Texte de la page:
======
La banque centrale d’Éthiopie (NBE) a annoncé lundi une réforme majeure du régime de change du pays, autorisant les banques commerciales à fixer librement le taux de change de la monnaie nationale, le birr, et levant les restrictions sur l’accès aux devises.
La NBE fixait jusqu’à présent chaque jour le taux de change du birr, monnaie non convertible et non exportable, et qui le reste malgré la réforme. La valeur du birr au marché noir – très dynamique en Éthiopie en raison d’un accès étroitement contrôlé aux devises – était, avant la réforme, de plus de 50 % inférieure au taux de la banque centrale.
Lundi, la Commercial Bank of Ethiopia (CBE), principale banque commerciale d’Éthiopie détenue à 100 % par l’État, a d’ores et déjà abaissé de 30 % la valeur du birr face aux principales devises.
Elle achetait lundi 1 dollar pour 74,73 birr et 1 euro pour 81 birr, toujours loin cependant du taux du marché parallèle, stable lundi, où un dollar se négociait 113 birr et un euro 121 birr, selon un courtier informel.
Cette réforme majeure intervient dans l’attente de la conclusion imminente d’un programme d’aide financière âprement négocié depuis des mois avec le Fonds monétaire international (FMI), sur fond de pénurie de devises.
Le Fonds a réclamé de nombreuses réformes de l’économie encore largement dirigée de l’Éthiopie. Parmi celles-ci, la flottabilité du birr était l’un des points d’achoppement des négociations, selon des analystes.
Dans un communiqué publié lundi, la NBE annonce « le passage à un régime des changes basé sur le marché, au sein duquel les banques sont désormais autorisées à vendre et acheter des devises étrangères à leurs clients et entre elles, à des taux librement négociés ».
La NBE précise qu’elle ne procédera qu’à « des interventions limitées pour soutenir le marché dans les premiers jours et en cas de conditions de marché anarchiques ».
La réforme contient notamment aussi « la levée totale des règles régissant l’allocation de devises par les banques, basées sur un système de liste d’attente pour diverses catégories d’importation », ainsi que l’autorisation de l’établissement de « bureaux de change non bancaires ».
Elle lève aussi l’obligation pour banques et exportateurs de reverser leurs devises à la banque centrale et relève de 40 % à 50 % la part des recettes d’exportations que les opérateurs peuvent conserver en devises.
En revanche, les sorties de capitaux vers l’étranger restent encadrées « comme elles l’étaient auparavant », souligne la banque centrale.
« Crucialement nécessaire »
======
(Entrées enregistrées)
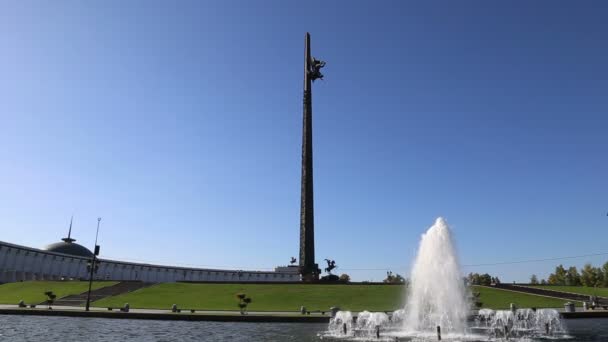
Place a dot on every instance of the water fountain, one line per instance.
(438, 306)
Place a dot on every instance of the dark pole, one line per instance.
(93, 265)
(307, 233)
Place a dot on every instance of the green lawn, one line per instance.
(271, 297)
(32, 292)
(289, 297)
(501, 299)
(598, 291)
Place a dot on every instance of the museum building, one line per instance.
(67, 260)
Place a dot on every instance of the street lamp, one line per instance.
(93, 265)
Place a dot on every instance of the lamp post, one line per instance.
(93, 265)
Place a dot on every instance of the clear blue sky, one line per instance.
(180, 124)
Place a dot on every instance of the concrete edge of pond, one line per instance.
(253, 318)
(257, 318)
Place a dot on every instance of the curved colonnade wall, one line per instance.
(20, 263)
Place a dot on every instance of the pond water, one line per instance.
(68, 329)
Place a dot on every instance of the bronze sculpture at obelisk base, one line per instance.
(309, 270)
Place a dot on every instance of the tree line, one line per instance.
(589, 276)
(481, 279)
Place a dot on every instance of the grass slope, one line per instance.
(289, 297)
(32, 292)
(501, 299)
(598, 291)
(270, 297)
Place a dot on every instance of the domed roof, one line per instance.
(69, 248)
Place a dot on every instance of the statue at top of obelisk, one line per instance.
(309, 270)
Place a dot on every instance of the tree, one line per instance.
(605, 275)
(244, 301)
(393, 278)
(590, 276)
(559, 277)
(533, 280)
(485, 279)
(572, 277)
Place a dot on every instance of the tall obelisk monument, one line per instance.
(308, 268)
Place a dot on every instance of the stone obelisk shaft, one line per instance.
(308, 267)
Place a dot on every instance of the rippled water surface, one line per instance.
(37, 328)
(68, 329)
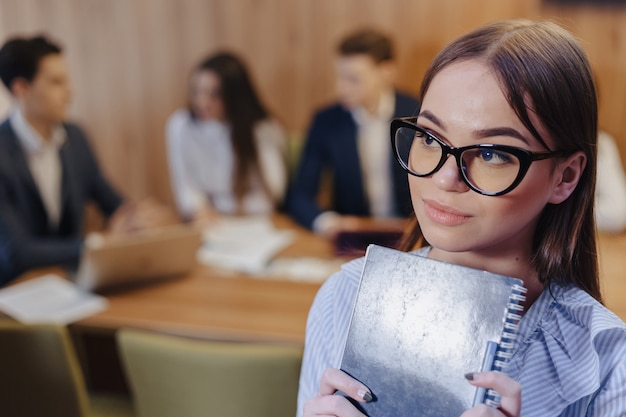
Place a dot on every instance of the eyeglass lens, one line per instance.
(486, 169)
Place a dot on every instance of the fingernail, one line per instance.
(365, 395)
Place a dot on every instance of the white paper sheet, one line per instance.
(49, 299)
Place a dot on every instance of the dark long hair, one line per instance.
(243, 110)
(542, 65)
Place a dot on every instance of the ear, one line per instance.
(567, 174)
(19, 87)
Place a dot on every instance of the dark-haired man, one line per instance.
(351, 140)
(47, 169)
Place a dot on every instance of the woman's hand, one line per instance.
(325, 403)
(510, 393)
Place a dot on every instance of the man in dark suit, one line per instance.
(350, 140)
(47, 169)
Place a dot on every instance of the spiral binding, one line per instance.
(507, 339)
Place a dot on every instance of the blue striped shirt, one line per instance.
(570, 353)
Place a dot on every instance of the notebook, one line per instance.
(136, 259)
(418, 325)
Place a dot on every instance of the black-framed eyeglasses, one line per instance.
(488, 169)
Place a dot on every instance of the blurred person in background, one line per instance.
(48, 171)
(227, 153)
(610, 210)
(350, 140)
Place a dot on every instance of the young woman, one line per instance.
(520, 204)
(226, 153)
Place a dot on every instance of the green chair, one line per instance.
(173, 376)
(40, 376)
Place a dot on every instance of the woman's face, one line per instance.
(464, 105)
(206, 96)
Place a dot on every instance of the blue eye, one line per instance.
(495, 157)
(426, 139)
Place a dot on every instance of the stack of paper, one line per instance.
(49, 299)
(244, 244)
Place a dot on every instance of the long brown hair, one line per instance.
(243, 110)
(542, 65)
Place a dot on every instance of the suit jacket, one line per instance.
(332, 145)
(25, 239)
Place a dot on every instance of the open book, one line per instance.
(419, 325)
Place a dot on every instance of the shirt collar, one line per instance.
(29, 138)
(386, 107)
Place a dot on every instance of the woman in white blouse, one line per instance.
(226, 153)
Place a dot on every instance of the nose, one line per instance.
(448, 178)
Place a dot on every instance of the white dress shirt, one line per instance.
(44, 163)
(202, 161)
(610, 196)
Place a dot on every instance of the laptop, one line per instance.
(137, 259)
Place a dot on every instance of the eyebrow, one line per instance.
(481, 133)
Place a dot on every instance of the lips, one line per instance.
(443, 214)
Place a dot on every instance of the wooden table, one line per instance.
(220, 305)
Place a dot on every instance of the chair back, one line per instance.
(173, 376)
(39, 372)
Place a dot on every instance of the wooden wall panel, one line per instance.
(130, 59)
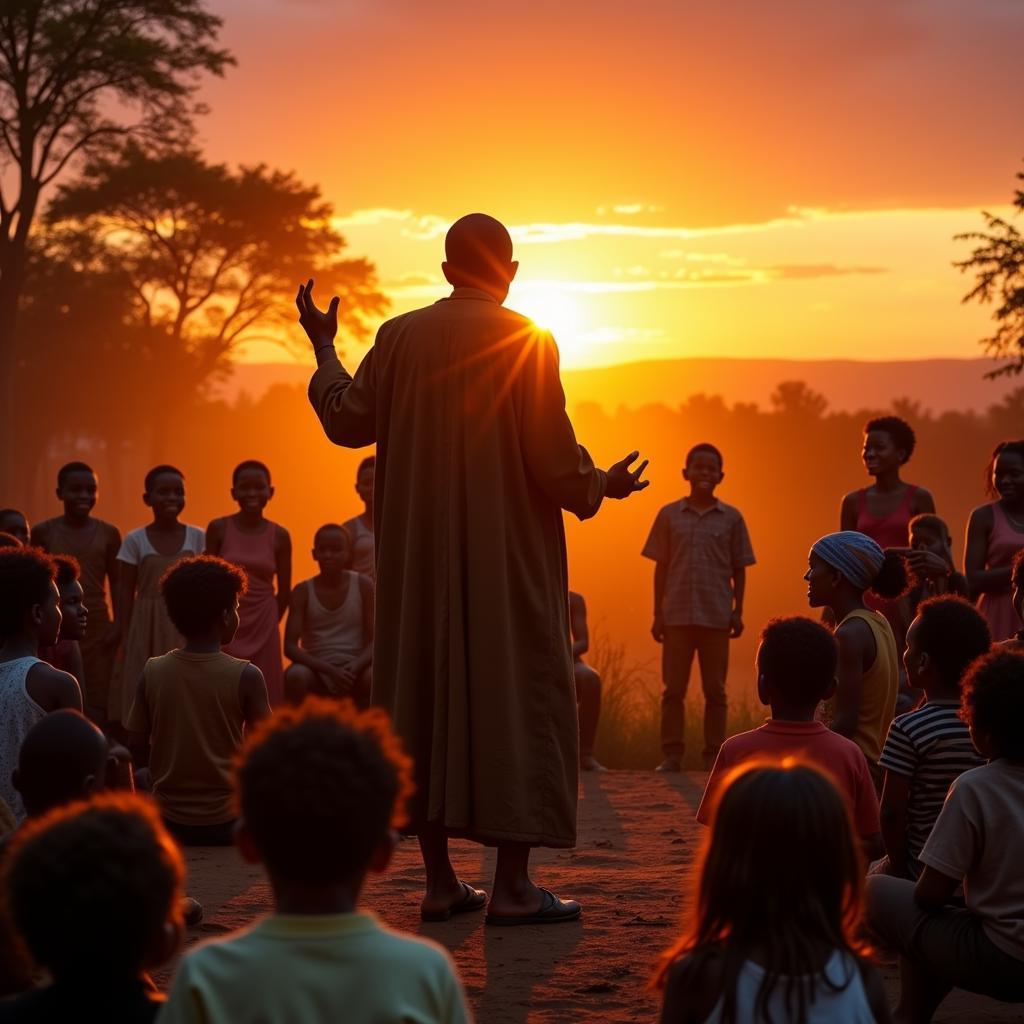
======
Consignes de travail:
1/ Selon l'article sur la réforme du change en Éthiopie, de quel pourcentage la Commercial Bank of Ethiopia a-t-elle abaissé lundi la valeur du birr face aux principales devises ?
2/ Prolongez l'article sur la réforme du change en Éthiopie à la suite de son dernier intertitre, « Crucialement nécessaire ».
La liste qui précède n'a aucun lien avec l'article sur la réforme du change en Éthiopie.

Réponses ci-après:
1/ De 30 %.

2/
Cette réforme « est exigeante » mais « crucialement nécessaire » et « va soutenir l’étape actuelle de développement de l’Éthiopie et son intégration croissante au reste du monde », assure la NBE, qui espère qu’elle permettra notamment le retour des devises dans le circuit bancaire légal et d’attirer les investisseurs étrangers.
« La forte attractivité de l’Éthiopie pour les investissements » étrangers a « été minée par un régime des changes très restrictif », estime la banque centrale, ajoutant que celui-ci a « provoqué l’émergence d’un marché de change parallèle » et « une forte inflation » ainsi que le développement de « l’exportation en contrebande », constate la NBE.
Cette réforme bénéficiera « aux millions d’Éthiopiens travaillant dans des secteurs générateurs de devises », agriculture (café, sésame, fleurs, khat…) élevage, mines ou produits manufacturiers, notamment et permettra « aux recettes en devises d’être correctement rapatriées au bénéfice de ses habitants et des secteurs productifs ».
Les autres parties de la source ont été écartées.